_YOUR GOAL_. From the line that contains "orange foot, and" to the last line of the entries, write each line out exactly; include both ends and nothing else.

___ RECORDS

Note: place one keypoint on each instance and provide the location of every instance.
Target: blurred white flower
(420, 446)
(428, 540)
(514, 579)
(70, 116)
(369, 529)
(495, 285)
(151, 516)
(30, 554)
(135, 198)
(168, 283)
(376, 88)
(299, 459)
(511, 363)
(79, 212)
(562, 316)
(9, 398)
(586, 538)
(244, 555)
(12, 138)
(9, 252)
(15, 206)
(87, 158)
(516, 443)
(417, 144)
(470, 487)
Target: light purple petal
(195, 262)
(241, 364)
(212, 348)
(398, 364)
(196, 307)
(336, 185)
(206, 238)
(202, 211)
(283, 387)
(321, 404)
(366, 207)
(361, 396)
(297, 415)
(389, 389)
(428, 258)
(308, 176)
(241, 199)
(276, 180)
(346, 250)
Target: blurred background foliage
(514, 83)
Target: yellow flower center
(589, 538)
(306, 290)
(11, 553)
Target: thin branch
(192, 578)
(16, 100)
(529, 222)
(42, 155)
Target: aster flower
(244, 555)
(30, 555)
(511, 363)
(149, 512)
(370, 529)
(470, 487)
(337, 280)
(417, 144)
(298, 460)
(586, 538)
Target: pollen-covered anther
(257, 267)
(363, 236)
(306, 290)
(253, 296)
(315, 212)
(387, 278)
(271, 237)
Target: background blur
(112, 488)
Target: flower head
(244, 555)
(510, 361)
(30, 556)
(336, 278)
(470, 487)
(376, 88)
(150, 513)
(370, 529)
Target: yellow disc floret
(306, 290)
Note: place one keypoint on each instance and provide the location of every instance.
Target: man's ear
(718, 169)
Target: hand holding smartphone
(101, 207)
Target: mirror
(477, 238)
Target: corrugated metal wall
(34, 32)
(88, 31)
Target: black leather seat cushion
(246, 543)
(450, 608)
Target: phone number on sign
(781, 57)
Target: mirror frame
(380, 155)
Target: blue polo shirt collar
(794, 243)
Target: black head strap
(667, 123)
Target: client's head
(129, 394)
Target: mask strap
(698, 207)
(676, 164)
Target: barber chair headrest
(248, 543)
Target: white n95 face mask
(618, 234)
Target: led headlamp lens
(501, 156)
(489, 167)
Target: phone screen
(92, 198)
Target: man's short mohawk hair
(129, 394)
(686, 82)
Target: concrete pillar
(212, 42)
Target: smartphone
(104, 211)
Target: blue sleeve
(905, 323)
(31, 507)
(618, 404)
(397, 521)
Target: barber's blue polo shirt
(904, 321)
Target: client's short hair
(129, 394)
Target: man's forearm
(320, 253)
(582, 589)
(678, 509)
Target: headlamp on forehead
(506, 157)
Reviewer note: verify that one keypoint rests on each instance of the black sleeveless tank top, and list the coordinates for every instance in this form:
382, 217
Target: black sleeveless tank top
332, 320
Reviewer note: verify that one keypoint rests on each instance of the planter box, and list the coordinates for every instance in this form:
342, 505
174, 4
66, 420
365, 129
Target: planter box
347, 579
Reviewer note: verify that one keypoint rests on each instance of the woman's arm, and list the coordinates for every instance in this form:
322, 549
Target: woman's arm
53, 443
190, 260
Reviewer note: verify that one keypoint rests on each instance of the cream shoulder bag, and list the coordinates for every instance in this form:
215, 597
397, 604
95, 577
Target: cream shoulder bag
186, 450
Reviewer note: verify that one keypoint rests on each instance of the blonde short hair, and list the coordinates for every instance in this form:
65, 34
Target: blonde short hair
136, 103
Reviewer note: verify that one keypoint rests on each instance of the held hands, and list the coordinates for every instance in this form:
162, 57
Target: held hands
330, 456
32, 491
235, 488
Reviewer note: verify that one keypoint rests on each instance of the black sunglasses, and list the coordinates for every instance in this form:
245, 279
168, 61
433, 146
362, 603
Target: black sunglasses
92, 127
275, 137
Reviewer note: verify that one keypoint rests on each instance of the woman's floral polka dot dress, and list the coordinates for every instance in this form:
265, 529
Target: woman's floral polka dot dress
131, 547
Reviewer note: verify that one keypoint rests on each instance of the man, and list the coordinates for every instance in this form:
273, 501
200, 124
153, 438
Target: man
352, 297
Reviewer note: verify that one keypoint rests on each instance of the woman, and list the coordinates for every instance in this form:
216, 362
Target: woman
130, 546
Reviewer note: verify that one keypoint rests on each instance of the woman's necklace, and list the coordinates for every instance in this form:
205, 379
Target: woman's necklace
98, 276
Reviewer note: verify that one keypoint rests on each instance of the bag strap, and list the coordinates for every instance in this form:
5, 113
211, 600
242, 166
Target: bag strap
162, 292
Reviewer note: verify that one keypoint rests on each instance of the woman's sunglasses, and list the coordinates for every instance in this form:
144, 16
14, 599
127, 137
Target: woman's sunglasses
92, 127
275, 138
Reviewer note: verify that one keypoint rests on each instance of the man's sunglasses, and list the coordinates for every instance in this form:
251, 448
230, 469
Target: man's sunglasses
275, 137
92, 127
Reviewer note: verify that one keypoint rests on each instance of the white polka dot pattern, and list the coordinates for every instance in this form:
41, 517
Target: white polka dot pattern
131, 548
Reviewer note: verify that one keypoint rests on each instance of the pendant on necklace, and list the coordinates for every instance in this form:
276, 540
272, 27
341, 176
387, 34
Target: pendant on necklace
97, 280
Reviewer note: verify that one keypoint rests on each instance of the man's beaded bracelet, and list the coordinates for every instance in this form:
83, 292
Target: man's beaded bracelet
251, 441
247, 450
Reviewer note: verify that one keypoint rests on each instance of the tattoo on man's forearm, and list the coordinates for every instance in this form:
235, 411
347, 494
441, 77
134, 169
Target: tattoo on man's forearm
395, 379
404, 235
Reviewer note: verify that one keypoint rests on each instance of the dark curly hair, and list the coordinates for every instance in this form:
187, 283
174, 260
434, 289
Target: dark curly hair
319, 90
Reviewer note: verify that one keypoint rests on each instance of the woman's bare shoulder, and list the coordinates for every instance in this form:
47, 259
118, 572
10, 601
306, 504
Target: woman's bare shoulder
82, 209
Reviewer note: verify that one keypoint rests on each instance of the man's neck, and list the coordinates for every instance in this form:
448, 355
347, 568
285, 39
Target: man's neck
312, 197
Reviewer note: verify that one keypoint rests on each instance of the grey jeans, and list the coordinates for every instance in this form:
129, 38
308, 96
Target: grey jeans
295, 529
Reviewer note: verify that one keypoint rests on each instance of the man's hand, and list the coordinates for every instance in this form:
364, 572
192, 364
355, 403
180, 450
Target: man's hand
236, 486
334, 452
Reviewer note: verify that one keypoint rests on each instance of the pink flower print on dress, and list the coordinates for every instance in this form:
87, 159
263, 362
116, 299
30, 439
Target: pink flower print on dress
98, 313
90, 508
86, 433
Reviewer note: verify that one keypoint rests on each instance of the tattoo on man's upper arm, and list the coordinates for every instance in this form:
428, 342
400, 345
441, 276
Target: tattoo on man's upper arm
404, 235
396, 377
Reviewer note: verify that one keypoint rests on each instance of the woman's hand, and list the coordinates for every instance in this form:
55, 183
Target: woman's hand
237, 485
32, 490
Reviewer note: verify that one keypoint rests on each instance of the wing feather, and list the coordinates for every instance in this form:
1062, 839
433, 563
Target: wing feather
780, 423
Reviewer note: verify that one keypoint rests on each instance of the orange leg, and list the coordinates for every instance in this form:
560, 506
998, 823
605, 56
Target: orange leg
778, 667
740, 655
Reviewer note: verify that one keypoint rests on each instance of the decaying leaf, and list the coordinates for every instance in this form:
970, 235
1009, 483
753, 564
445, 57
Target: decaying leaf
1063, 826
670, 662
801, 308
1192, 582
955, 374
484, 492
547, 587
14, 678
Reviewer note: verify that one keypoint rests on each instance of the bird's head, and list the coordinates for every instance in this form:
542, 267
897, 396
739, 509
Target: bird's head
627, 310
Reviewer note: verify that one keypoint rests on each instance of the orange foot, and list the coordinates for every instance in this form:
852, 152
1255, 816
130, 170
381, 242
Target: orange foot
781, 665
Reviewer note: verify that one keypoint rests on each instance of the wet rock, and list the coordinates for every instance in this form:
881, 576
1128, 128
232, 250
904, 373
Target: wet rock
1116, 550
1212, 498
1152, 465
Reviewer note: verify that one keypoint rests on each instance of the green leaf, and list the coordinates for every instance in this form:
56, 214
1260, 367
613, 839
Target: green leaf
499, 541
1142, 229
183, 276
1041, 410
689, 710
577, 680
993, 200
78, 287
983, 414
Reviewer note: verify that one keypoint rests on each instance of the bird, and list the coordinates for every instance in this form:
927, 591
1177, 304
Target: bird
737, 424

______

_SOLVED EXERCISE_.
Reviewer note: verify that one keypoint rests on each instance of the orange foot, and list the coordinates for every instance in this form:
852, 152
1255, 816
130, 170
381, 242
Target: orange foot
781, 665
Reviewer note: verify that one keypoint rests on each instance of the wet rock, and list the coordinates for every instance in this form:
881, 576
1128, 128
232, 250
904, 373
Target: wet rock
1116, 550
1212, 498
1152, 465
Reviewer note: verify that one keypoint rests on each instance of the green leaf, and list the coordinates for every instance in this form:
56, 214
1260, 367
613, 839
Target: green leaf
499, 541
1142, 229
183, 276
1041, 410
689, 710
577, 680
993, 200
78, 287
983, 414
Reviewer note: verify that one keypoint rests on each instance of the bird, and list the coordinates for every instance in this form:
927, 591
1177, 304
Target: bird
737, 424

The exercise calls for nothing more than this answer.